● GOAL: Pick out every line of the material below that contains the string "handle", and copy each one. Matching is case-sensitive.

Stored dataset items
•••••

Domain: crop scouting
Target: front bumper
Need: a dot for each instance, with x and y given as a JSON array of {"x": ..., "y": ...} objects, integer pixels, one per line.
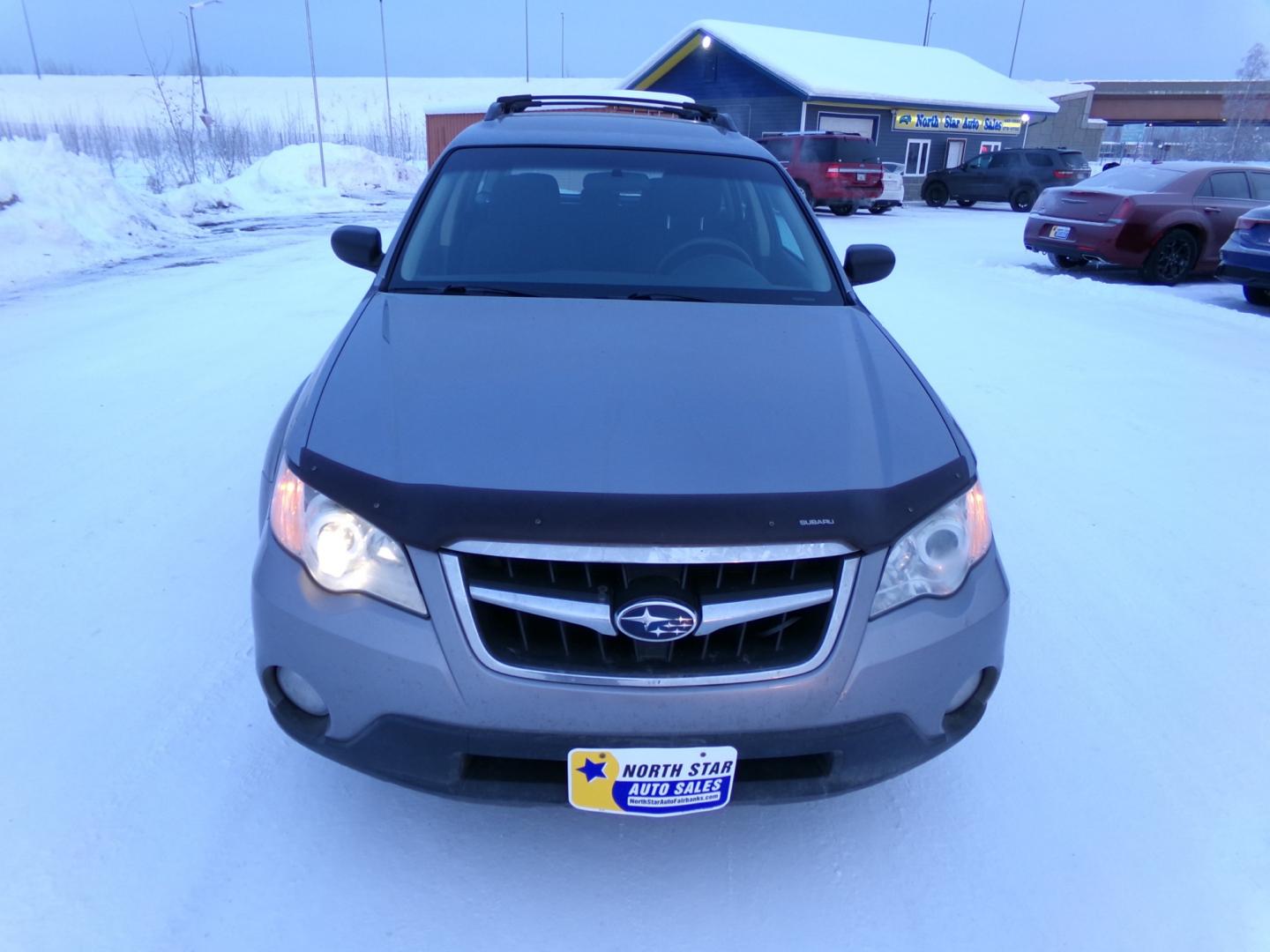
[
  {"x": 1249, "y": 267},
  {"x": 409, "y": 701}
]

•••••

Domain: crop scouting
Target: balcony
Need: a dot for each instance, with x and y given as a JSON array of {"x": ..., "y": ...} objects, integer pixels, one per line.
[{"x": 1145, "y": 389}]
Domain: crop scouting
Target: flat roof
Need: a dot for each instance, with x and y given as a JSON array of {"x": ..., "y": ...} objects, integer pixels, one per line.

•••••

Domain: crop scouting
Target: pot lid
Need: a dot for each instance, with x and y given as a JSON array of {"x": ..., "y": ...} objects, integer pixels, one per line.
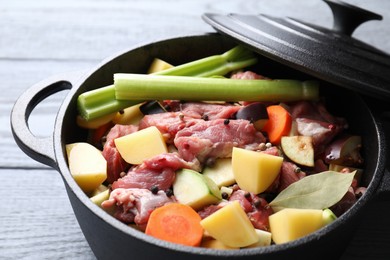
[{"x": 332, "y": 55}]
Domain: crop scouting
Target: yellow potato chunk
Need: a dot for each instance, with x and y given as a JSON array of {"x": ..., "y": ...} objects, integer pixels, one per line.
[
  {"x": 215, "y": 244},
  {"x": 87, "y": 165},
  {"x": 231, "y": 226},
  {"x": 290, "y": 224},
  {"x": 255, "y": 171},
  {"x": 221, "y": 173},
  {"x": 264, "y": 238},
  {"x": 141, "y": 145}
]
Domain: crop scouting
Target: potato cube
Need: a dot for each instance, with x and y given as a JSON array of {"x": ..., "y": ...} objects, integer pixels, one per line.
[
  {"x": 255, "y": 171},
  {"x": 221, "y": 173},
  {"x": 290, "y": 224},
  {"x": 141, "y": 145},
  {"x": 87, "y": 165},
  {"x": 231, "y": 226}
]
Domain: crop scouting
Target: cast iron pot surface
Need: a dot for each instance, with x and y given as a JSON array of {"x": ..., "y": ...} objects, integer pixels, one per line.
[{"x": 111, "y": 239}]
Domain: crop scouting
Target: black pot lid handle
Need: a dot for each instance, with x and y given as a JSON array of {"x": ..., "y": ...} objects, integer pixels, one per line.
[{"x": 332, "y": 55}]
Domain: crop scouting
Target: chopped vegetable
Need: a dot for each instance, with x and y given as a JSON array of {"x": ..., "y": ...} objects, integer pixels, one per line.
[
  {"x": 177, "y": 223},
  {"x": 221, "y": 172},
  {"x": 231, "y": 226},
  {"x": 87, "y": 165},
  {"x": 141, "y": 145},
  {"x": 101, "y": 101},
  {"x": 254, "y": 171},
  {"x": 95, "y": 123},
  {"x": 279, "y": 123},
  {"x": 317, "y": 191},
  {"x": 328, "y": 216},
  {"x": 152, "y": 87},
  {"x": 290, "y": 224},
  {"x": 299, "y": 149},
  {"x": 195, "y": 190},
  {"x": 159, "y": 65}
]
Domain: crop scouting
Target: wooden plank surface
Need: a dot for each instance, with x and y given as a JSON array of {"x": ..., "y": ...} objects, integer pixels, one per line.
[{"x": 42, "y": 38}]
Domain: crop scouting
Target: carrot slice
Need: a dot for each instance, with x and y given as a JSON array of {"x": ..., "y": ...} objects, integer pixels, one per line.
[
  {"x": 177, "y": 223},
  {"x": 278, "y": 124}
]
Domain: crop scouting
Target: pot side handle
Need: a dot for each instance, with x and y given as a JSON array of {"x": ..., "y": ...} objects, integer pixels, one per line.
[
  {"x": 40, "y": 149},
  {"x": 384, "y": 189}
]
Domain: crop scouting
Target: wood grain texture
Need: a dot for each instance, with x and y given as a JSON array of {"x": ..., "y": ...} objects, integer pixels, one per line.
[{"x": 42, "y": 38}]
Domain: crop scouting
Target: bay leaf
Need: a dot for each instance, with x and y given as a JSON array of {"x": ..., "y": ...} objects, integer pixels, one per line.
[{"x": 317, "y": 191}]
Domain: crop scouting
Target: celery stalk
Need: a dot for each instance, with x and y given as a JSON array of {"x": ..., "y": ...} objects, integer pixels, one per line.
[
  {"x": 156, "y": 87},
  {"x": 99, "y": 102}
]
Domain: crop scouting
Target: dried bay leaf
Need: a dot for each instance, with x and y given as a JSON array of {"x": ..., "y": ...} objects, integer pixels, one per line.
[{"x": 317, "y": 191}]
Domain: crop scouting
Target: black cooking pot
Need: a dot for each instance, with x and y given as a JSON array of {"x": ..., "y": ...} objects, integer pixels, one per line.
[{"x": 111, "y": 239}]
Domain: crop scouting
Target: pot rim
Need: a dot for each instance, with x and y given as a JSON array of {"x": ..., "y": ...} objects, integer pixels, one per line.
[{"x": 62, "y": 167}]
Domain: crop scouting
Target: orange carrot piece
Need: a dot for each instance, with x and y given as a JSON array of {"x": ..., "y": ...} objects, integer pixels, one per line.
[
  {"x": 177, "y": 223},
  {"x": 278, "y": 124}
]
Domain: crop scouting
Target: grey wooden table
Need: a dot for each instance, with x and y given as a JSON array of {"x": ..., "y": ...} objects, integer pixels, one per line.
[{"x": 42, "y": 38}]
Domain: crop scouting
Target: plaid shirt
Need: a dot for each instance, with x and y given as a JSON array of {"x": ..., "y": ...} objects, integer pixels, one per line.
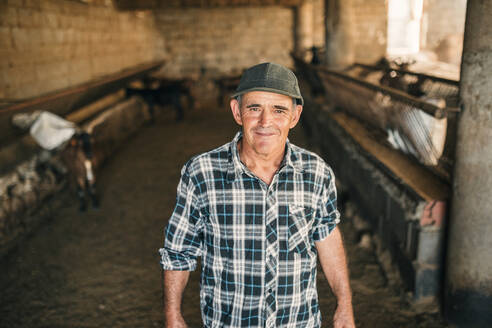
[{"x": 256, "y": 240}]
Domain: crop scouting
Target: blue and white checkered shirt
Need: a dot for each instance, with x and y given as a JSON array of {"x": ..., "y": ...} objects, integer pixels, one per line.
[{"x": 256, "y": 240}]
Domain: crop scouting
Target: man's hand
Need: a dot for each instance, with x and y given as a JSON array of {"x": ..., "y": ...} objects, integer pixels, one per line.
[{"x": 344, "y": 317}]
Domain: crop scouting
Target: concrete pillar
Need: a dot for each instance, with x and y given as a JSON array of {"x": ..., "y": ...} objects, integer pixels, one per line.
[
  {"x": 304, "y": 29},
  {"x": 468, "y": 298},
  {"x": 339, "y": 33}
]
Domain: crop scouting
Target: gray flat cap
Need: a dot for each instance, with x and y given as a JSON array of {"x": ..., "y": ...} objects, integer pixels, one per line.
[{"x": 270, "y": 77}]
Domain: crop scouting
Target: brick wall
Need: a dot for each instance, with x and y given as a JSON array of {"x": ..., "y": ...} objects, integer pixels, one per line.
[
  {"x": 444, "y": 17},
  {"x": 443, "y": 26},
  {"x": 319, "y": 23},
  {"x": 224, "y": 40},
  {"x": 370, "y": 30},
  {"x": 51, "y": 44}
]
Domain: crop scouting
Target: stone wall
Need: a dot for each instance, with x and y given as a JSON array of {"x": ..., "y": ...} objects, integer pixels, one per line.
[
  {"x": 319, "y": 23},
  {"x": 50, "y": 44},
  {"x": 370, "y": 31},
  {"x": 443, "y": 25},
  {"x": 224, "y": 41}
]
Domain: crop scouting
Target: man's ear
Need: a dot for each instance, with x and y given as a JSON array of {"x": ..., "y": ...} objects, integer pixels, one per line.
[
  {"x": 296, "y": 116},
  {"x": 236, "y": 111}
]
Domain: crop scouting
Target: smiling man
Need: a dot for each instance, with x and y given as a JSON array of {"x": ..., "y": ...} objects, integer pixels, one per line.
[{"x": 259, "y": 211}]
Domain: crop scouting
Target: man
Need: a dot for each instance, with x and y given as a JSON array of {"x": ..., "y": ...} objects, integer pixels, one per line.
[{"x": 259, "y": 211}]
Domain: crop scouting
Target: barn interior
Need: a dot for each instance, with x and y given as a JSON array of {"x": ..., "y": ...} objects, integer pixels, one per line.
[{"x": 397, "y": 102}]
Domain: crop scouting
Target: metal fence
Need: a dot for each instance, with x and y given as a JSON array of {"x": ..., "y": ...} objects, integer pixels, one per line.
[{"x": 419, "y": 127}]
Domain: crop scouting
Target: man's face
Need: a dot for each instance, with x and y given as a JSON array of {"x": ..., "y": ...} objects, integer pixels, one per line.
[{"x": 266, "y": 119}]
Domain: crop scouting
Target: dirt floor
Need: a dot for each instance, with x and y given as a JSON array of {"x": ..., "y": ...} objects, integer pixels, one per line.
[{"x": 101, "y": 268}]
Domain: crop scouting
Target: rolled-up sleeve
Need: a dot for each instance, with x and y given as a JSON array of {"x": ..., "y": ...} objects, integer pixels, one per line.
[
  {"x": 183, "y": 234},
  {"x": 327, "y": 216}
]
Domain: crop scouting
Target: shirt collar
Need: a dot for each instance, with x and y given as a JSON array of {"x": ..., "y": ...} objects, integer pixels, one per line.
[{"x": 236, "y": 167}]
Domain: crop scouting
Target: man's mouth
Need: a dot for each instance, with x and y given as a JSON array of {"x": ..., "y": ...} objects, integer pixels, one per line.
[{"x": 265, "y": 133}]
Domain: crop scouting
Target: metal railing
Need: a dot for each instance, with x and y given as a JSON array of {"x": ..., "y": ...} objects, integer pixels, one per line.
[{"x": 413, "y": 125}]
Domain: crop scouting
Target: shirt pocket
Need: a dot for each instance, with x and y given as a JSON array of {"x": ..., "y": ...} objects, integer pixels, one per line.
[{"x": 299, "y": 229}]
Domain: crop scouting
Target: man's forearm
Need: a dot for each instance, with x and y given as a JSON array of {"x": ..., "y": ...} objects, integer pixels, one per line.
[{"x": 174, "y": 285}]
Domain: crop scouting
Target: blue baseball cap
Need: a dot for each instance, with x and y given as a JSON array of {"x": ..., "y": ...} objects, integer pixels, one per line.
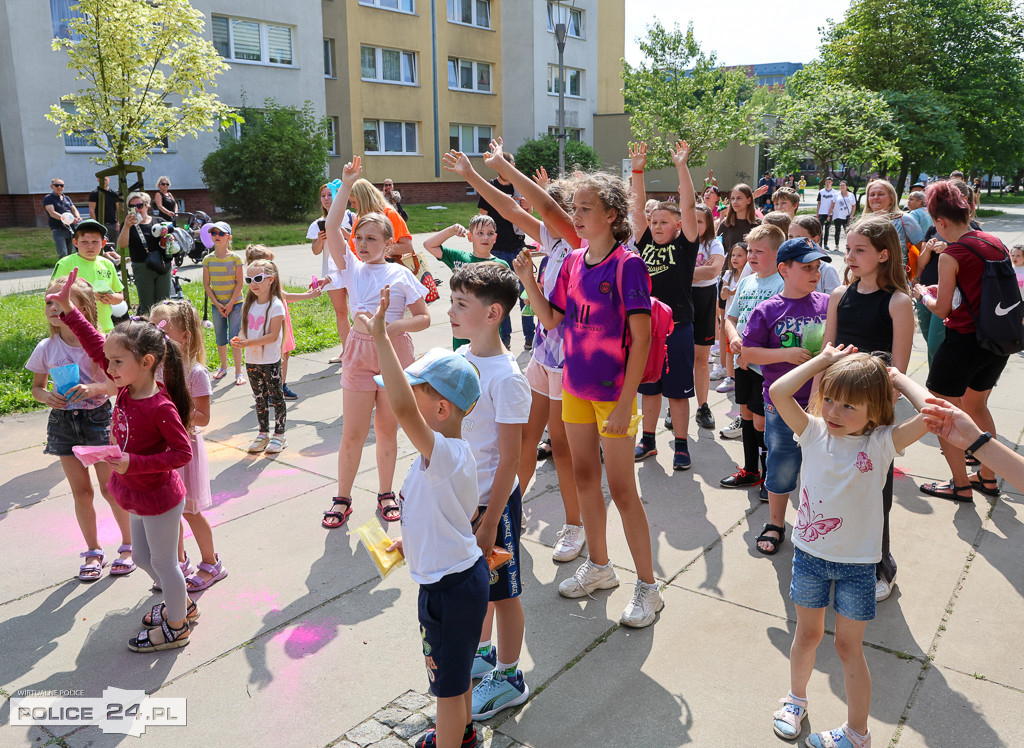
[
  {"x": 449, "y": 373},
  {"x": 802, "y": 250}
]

•••••

● EXPECTED ANSWER:
Target: black pot lid handle
Target: pot side handle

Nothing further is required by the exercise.